**Problem statement**. Reproduce the records precisely. Every line should be included.

(Data records)
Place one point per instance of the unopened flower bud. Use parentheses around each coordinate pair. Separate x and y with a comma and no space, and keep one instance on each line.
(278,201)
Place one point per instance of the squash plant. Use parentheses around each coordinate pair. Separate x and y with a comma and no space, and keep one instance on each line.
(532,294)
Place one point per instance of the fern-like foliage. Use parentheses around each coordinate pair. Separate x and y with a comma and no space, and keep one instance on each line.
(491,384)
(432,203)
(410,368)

**Answer space**.
Place one point per instance of the unopened flower bud. Use parentheses around each coordinate pair. Separate x and y with a comma and no space, and keep one instance on each line.
(278,201)
Place one point per instance of the squash plant. Use parentheses around each coordinate pair. Separate x and y with a comma and no space, and keep one instance on each line.
(532,294)
Place one point per instance of the fern-like foliage. Use parentheses around each coordinate pair. Separate x and y with a comma and no space, and keep one instance on each line.
(491,384)
(432,203)
(410,368)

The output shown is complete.